→ Challenge: Reproduce the stretch of the data from the line containing "the white net" through the end, changing "red goal post" to "goal crossbar" and leaving everything else as it is.

→ Raw records:

————

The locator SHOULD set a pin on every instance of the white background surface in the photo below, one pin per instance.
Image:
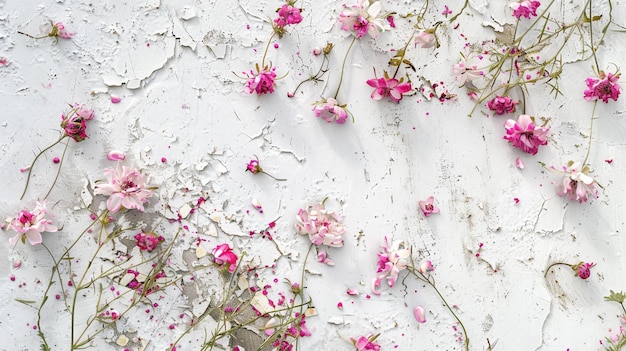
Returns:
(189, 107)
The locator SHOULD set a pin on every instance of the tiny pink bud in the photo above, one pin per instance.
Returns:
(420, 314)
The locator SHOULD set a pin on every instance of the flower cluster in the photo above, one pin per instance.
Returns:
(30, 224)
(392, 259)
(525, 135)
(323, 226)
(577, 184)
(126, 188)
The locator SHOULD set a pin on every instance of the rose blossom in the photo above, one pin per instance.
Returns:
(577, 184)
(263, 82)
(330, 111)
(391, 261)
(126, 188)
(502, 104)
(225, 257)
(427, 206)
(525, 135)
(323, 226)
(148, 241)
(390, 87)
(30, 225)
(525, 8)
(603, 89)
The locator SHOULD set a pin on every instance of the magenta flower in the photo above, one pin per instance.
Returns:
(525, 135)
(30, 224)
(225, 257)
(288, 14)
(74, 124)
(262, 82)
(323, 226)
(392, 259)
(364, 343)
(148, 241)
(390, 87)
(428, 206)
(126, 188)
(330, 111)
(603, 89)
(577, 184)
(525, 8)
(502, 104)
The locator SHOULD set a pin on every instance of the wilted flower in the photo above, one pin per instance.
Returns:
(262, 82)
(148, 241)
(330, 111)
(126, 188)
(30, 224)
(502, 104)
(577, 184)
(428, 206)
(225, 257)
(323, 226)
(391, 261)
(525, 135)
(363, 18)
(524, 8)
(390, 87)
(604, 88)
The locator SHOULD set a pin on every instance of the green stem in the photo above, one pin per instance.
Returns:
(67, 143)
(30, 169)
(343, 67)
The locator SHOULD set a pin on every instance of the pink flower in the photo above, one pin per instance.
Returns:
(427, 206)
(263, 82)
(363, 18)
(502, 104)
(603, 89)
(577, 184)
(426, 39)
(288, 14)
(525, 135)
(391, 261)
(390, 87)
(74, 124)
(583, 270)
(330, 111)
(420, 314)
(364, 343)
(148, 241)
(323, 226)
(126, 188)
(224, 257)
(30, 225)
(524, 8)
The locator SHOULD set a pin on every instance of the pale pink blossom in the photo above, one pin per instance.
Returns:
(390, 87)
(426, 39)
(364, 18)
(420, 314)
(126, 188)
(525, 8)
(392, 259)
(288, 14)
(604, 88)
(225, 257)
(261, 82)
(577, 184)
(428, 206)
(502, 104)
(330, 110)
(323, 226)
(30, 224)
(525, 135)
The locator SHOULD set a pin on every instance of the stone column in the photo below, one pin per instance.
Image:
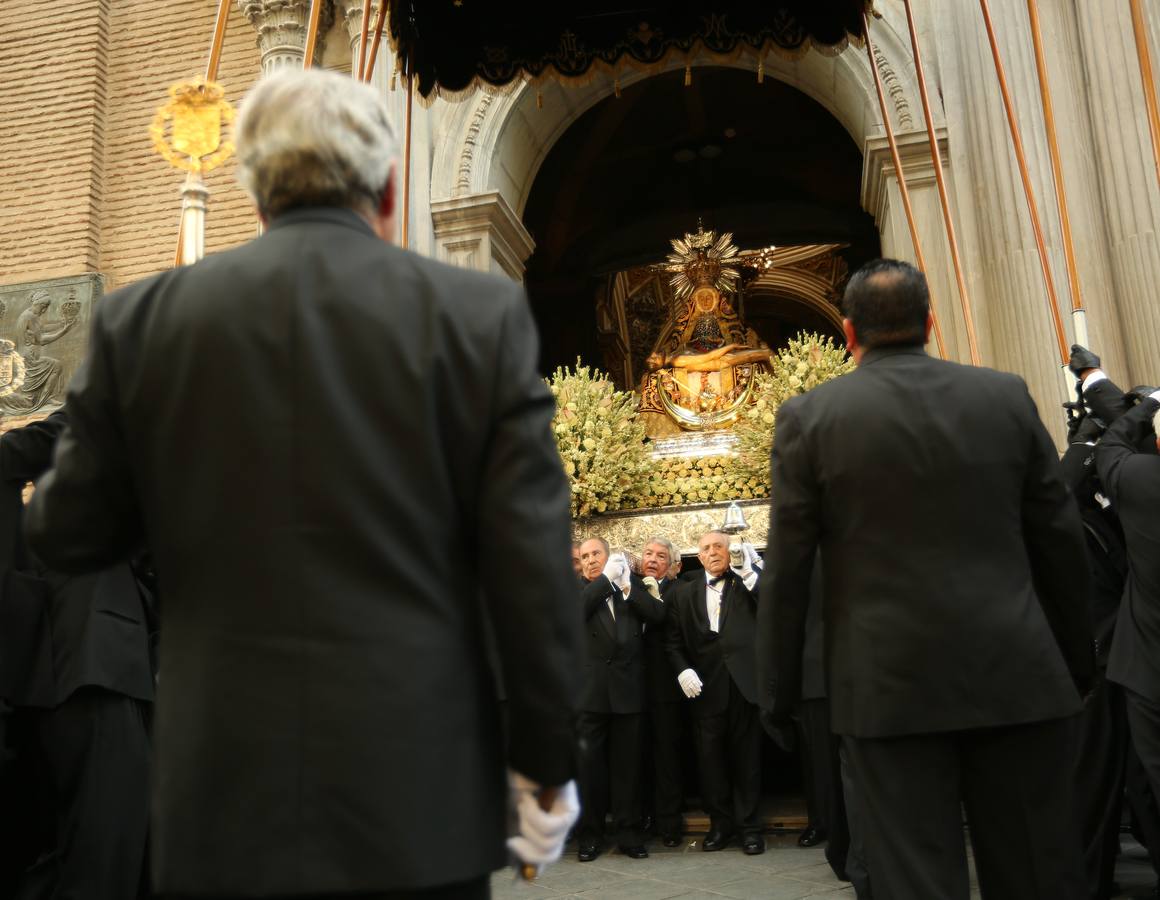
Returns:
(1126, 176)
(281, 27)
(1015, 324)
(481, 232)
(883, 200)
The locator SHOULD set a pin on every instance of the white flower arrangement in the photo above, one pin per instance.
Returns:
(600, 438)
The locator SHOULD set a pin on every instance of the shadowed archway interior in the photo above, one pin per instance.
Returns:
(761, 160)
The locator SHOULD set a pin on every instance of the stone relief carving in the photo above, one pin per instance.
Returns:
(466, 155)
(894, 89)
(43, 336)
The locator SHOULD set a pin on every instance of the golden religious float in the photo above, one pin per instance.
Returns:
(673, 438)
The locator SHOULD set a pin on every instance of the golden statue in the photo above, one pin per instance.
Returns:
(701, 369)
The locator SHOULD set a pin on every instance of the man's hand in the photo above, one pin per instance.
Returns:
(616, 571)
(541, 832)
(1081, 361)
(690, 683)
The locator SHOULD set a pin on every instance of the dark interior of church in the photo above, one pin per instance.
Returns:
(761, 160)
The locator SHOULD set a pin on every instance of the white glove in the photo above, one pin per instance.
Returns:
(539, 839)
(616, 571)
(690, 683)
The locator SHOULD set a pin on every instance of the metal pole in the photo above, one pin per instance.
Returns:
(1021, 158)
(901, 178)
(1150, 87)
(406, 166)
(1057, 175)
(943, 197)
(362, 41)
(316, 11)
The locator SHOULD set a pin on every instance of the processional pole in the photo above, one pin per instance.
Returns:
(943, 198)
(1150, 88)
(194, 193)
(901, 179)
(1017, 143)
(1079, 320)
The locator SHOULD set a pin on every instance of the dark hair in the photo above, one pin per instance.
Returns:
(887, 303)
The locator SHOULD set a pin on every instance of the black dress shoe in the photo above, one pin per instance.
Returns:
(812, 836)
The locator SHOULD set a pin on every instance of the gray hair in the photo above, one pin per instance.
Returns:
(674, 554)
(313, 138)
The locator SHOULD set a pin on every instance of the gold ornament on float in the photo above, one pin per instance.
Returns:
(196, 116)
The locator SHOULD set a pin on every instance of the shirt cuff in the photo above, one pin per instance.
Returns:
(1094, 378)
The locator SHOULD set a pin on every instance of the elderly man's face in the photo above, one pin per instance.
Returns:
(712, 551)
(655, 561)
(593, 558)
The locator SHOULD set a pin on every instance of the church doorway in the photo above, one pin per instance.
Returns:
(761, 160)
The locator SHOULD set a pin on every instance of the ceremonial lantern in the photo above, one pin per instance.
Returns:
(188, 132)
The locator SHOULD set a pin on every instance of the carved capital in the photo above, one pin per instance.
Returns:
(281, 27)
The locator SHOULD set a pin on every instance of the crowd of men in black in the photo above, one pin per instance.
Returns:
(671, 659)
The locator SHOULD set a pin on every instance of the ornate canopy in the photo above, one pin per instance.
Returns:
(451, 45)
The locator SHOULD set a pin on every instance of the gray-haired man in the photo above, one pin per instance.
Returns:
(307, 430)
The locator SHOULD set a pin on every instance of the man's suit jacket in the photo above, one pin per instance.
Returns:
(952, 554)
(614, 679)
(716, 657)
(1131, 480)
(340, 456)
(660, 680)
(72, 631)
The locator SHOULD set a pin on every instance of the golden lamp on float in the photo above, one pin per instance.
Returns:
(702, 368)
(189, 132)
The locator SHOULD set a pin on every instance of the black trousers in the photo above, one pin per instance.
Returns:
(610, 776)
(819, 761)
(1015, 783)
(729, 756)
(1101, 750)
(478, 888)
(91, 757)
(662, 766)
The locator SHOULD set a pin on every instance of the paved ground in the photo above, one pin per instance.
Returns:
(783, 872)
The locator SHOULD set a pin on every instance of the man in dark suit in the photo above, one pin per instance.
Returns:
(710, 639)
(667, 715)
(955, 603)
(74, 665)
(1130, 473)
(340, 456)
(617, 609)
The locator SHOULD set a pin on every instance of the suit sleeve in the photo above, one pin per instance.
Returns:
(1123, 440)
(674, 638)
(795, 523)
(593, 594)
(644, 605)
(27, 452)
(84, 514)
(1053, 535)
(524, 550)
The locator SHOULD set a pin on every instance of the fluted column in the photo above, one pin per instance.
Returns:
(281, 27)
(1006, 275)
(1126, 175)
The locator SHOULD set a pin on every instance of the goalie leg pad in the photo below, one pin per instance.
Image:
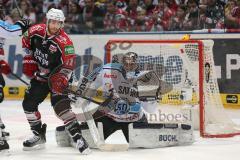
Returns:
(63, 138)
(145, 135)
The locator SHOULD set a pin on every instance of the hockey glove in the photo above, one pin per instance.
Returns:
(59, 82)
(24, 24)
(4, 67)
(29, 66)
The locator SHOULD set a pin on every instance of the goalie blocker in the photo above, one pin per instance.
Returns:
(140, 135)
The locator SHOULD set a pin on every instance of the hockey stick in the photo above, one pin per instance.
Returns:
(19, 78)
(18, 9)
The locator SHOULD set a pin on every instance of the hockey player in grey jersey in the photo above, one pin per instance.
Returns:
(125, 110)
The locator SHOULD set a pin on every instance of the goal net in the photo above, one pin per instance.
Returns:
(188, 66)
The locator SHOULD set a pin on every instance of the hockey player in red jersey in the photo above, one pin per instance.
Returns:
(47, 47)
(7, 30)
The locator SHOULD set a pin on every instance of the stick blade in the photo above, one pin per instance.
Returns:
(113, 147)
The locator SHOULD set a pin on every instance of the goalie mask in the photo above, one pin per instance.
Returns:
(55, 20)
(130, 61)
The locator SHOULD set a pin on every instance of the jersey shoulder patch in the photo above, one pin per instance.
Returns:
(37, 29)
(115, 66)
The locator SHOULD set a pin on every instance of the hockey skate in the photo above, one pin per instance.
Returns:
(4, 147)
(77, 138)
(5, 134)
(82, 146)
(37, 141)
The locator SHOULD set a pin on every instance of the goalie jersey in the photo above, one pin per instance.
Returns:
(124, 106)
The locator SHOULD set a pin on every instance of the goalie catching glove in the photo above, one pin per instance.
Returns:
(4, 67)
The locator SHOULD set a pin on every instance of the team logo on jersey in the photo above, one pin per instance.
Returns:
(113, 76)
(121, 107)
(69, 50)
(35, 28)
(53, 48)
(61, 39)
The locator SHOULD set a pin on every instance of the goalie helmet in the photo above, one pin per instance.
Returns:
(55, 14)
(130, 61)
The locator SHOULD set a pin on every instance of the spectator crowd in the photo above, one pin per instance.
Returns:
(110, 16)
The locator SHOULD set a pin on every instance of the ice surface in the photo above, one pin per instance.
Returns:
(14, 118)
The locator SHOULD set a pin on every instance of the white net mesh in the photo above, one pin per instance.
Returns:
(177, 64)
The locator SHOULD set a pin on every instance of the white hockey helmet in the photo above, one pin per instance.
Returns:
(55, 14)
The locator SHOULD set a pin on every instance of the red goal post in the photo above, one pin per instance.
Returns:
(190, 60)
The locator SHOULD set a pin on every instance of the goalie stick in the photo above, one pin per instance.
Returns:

————

→ Problem solution:
The locator SHOULD set a pin on every instance of the white net mesh in the photo above, one pin per instance.
Returns:
(177, 64)
The locator SHOULD set a pin on every instance of the white hockey helmet in the photo above, one pin per instance.
Returns:
(55, 14)
The locator SHOULD set a pin on every instance of the goal crossbar in the photo above, one pin per instance.
Returns:
(190, 60)
The locator SHOULD set a pin on every instance of the goalie stick in the photo above, one pin per instance.
Returns:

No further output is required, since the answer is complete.